MATERIAL FOR THIS EXERCISE:
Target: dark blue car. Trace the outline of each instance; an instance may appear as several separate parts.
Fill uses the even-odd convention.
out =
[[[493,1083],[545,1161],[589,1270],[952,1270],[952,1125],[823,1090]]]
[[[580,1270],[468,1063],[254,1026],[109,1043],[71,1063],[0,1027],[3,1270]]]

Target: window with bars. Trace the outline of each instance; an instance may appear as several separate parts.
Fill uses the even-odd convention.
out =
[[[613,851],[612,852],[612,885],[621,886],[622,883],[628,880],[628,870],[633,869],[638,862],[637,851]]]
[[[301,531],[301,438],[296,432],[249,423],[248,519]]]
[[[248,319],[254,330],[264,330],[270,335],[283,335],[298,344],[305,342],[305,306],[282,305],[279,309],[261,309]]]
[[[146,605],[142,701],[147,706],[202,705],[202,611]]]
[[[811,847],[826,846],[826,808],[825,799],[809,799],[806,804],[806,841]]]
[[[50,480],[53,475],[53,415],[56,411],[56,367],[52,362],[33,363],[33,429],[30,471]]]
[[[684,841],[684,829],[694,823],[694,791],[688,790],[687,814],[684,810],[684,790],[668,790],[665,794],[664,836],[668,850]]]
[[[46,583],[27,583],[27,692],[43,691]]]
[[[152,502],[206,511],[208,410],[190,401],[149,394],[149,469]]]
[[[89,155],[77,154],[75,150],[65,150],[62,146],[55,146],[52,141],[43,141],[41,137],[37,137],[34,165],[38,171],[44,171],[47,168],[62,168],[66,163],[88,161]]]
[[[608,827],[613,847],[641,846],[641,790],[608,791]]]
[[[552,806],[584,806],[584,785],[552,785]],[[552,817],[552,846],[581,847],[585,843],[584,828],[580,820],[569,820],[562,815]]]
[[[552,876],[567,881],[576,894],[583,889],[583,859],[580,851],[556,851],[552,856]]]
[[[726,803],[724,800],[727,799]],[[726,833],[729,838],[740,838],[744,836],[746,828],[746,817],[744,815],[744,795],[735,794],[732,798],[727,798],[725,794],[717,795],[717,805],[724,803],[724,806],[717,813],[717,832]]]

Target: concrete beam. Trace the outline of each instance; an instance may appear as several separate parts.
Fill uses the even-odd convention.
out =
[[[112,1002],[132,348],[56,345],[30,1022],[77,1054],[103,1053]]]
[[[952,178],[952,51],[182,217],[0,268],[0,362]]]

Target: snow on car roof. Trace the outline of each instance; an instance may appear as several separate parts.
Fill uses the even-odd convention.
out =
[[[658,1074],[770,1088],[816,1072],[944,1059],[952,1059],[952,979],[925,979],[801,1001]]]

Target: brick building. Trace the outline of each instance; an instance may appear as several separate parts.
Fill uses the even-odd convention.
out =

EXERCISE OBJECTIVE: Render the lines from the one containing "Target: brick building." through the last line as a Markdown table with the columns Row and Text, giving each line a row number and skipping any blank lines.

SOLVED EXERCISE:
| Row | Text |
|---|---|
| 1 | Target: brick building. Trace the outline of each instance; an instance may appear as several separate parts. |
| 2 | Fill uses the even-odd convention. |
| 3 | out = |